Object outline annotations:
= = = = =

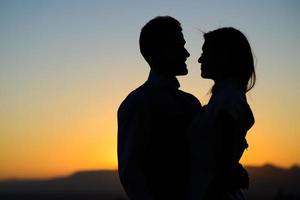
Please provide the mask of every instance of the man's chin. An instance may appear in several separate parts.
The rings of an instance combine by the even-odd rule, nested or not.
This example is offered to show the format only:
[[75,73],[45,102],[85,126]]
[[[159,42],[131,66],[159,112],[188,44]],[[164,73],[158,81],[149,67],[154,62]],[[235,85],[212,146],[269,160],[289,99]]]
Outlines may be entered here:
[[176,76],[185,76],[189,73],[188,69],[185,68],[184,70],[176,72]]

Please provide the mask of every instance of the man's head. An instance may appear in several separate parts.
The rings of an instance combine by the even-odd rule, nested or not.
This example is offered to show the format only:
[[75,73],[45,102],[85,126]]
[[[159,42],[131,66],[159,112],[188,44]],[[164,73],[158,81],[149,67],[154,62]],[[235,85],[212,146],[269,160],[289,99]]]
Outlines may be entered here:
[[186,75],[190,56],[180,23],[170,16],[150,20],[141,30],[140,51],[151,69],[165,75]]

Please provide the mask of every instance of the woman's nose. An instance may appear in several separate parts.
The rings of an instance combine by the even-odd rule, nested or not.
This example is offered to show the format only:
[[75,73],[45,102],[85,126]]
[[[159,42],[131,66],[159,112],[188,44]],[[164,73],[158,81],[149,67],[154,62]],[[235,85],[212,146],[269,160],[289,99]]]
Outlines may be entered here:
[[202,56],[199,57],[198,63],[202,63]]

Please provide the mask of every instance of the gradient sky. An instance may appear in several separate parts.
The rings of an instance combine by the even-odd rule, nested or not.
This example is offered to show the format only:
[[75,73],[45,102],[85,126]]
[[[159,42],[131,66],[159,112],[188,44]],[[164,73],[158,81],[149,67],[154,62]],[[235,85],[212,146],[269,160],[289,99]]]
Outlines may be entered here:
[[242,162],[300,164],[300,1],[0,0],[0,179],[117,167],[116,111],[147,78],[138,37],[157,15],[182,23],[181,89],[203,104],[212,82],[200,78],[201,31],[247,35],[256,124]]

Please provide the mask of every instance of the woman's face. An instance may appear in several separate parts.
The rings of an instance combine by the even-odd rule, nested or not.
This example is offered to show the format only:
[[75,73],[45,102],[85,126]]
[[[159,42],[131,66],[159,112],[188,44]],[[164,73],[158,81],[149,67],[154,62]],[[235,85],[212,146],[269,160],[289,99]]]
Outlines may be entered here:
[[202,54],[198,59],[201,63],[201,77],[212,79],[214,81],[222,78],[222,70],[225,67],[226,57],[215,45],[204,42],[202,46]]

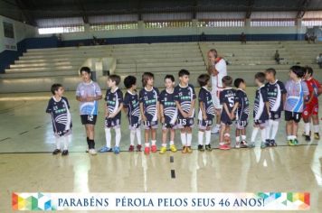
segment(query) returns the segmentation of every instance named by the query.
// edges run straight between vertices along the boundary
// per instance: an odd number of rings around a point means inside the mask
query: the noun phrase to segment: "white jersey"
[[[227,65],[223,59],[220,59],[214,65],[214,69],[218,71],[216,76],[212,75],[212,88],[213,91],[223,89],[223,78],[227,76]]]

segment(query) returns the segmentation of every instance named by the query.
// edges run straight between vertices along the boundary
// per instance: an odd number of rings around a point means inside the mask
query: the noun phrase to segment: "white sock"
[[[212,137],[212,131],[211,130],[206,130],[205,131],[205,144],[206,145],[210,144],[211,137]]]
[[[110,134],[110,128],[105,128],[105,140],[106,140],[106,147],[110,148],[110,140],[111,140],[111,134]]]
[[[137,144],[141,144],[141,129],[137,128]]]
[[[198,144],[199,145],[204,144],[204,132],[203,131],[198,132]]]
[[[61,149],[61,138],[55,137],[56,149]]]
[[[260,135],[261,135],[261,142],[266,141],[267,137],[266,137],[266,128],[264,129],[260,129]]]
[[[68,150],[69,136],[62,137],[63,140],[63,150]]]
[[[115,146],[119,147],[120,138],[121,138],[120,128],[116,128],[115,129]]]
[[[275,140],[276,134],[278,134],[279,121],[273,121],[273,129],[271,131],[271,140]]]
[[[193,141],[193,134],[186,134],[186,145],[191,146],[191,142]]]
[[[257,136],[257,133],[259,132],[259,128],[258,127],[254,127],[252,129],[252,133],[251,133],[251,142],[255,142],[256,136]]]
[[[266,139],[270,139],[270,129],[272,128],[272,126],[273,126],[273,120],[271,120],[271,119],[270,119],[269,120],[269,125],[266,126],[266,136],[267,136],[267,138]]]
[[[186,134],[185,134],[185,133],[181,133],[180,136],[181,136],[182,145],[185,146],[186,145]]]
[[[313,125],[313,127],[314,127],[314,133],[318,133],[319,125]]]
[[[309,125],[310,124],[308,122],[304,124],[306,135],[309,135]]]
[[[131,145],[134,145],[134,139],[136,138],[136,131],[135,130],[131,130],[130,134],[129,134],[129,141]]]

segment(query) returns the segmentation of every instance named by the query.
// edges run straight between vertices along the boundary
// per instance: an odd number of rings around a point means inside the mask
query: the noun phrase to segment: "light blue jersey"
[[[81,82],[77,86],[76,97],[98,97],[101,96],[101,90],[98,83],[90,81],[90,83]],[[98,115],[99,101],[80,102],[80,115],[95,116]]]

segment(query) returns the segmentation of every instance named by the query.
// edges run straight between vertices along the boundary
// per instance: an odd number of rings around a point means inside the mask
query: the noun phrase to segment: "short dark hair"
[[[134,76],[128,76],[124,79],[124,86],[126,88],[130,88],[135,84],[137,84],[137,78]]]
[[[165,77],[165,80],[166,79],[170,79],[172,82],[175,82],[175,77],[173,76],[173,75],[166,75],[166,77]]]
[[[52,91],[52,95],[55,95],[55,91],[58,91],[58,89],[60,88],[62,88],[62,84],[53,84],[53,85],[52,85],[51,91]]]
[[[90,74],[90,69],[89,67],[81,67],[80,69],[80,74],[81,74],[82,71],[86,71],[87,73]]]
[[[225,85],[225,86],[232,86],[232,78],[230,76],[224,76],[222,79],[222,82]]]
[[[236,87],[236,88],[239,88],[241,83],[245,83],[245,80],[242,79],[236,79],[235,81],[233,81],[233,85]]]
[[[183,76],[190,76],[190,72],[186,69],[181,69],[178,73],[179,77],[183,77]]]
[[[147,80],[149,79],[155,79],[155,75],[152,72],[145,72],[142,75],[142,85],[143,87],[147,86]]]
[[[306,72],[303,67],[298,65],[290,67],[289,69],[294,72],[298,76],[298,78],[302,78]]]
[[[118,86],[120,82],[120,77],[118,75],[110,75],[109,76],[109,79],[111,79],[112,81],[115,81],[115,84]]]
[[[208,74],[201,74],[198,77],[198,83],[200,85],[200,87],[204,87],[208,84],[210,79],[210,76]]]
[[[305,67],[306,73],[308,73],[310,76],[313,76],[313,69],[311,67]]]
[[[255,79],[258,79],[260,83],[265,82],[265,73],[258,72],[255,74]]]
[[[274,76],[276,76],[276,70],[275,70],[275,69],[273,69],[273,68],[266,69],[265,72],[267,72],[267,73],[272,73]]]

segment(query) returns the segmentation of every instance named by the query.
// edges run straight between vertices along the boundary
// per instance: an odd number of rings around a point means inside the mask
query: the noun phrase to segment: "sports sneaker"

= = = = =

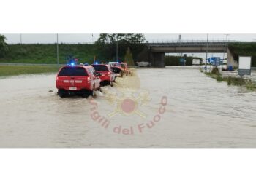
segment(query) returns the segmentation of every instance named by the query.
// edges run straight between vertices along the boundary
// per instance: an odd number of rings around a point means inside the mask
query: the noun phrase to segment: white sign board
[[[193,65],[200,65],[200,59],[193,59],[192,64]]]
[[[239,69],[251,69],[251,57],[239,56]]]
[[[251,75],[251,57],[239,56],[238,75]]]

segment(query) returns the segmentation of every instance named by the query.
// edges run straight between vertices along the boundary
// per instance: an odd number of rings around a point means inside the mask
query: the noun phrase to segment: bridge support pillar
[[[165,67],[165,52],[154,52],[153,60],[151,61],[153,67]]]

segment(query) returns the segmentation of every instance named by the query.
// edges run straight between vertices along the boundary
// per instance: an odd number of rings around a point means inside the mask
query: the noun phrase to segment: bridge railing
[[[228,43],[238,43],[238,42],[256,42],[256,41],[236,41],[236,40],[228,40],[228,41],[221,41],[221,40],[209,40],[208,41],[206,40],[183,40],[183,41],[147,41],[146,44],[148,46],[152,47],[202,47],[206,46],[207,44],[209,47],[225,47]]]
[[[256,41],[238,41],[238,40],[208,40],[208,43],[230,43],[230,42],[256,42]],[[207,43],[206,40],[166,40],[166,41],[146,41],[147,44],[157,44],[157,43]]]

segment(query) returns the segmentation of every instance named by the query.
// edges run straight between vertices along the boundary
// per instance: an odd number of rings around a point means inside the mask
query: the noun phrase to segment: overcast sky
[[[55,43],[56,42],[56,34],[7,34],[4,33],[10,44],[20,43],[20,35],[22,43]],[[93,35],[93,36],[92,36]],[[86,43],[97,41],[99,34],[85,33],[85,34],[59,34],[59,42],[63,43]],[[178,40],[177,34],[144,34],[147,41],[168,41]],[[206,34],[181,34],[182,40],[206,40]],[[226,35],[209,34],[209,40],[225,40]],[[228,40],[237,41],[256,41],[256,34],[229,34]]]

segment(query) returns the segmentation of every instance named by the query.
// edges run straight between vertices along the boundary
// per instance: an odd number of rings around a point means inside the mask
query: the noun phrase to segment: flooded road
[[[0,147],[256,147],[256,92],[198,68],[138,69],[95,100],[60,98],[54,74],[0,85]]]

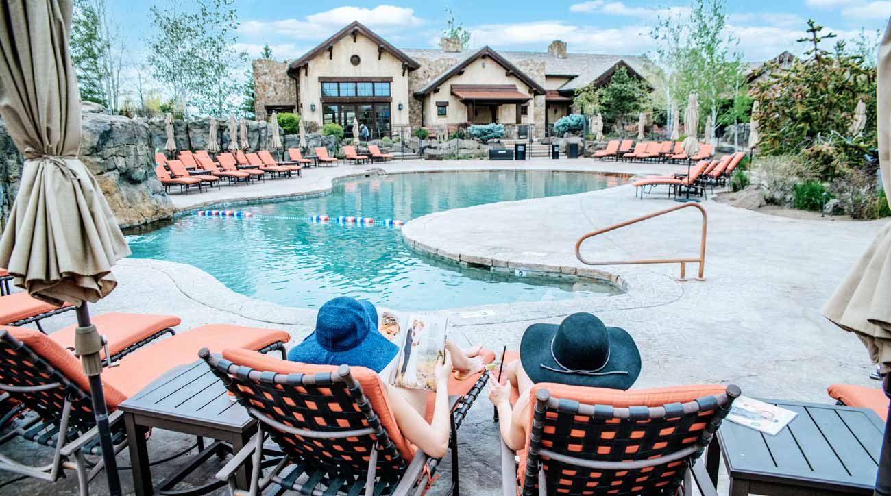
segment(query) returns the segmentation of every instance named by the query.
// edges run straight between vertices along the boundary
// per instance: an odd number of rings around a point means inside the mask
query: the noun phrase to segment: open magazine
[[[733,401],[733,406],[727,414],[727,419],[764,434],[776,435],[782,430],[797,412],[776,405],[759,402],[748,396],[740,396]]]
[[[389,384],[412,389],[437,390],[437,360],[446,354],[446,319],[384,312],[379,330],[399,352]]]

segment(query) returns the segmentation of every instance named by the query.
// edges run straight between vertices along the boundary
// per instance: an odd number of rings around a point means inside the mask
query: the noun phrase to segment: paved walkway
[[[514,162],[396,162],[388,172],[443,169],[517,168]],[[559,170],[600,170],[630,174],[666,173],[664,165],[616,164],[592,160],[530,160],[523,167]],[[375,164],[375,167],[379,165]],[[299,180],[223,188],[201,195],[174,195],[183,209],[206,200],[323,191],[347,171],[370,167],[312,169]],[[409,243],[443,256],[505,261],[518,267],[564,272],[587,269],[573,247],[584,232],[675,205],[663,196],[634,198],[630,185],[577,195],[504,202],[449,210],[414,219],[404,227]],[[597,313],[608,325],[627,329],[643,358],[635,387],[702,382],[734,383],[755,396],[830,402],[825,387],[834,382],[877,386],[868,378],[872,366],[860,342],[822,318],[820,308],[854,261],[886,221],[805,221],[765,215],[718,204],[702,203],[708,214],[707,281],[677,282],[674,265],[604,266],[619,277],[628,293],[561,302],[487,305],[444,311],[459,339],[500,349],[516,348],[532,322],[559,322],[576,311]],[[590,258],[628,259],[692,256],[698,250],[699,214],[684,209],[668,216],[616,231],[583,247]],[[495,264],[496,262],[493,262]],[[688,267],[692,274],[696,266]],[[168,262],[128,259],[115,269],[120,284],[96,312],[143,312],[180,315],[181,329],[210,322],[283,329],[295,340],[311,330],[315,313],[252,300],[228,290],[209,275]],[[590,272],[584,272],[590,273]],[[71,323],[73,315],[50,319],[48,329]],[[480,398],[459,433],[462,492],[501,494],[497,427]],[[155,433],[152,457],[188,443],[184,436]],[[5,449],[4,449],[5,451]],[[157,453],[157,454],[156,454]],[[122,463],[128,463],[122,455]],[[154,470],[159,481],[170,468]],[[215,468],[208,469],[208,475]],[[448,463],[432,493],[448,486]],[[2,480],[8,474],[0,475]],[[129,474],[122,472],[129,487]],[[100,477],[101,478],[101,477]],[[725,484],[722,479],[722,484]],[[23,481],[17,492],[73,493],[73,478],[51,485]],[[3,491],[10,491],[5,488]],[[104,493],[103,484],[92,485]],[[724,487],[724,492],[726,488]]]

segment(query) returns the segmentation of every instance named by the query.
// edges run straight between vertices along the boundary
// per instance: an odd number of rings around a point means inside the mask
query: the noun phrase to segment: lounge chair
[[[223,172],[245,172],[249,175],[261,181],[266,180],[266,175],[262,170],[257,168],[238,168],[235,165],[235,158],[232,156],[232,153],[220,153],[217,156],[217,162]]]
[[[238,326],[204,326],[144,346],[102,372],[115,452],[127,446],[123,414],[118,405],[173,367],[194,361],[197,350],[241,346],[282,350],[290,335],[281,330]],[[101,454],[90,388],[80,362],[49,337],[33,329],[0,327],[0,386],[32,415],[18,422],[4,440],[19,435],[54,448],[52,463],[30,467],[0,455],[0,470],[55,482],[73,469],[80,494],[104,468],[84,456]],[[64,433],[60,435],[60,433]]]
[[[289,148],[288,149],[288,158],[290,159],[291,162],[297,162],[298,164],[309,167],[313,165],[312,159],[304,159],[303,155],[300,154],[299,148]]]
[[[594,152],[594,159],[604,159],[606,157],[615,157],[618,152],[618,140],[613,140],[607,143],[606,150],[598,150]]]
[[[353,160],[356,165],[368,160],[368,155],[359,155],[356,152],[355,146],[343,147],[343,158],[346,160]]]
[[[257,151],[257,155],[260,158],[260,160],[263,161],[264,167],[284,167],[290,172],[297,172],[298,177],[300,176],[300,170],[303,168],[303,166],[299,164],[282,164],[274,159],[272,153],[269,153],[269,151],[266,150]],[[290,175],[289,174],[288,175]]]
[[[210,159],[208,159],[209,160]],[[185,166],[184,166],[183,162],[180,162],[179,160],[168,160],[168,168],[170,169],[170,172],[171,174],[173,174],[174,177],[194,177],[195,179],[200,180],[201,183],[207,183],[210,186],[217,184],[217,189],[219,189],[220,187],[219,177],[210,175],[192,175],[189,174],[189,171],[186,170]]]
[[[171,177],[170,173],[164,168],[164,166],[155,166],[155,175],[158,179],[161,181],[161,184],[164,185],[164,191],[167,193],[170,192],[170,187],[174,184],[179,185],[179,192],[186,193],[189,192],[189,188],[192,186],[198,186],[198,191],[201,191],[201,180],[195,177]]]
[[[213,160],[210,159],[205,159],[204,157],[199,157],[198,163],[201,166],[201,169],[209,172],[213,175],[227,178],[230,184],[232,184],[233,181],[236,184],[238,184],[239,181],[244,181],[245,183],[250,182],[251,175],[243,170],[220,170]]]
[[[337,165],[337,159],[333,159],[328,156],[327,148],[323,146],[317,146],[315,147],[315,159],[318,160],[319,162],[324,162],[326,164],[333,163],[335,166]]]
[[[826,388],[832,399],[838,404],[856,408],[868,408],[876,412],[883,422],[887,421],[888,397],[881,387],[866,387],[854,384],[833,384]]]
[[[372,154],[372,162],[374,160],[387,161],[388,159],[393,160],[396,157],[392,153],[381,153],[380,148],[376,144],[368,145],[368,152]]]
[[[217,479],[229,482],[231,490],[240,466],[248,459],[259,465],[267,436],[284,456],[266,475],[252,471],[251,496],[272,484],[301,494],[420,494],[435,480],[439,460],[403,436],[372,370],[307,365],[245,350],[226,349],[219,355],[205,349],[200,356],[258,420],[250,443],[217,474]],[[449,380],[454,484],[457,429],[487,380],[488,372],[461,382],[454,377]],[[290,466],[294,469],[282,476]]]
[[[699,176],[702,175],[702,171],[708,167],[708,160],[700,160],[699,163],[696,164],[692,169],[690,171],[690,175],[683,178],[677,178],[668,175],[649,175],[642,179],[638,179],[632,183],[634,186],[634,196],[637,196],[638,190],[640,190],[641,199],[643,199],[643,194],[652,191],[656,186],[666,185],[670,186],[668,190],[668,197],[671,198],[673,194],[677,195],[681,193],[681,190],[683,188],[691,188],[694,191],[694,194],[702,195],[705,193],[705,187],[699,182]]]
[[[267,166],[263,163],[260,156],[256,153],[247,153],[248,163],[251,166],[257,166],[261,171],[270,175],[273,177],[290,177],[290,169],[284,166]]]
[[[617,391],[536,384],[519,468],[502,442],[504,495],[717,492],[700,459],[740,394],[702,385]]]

= = = = =

- _GIVEN TASK_
Reproduce everything from the line containing "Please provide the mask of every instance of the man's chin." down to the line containing "[[176,76],[185,76],[189,73],[188,69],[185,68],[184,70],[176,72]]", keeping both of those lines.

- _SOLVED PROBLEM_
Please provide the mask of every instance of the man's chin. An instance may appear in several separate parts.
The rings of an instance combine by the even-odd rule, nested or not.
This example is offered to show the format only:
[[75,73],[45,102],[85,126]]
[[[159,42],[131,66],[159,112],[188,44]],[[164,73],[158,81],[149,67],[154,62]],[[235,85],[212,146],[269,160],[289,99]]]
Outlines may be entered here:
[[176,76],[185,76],[189,73],[188,69],[185,68],[184,70],[176,72]]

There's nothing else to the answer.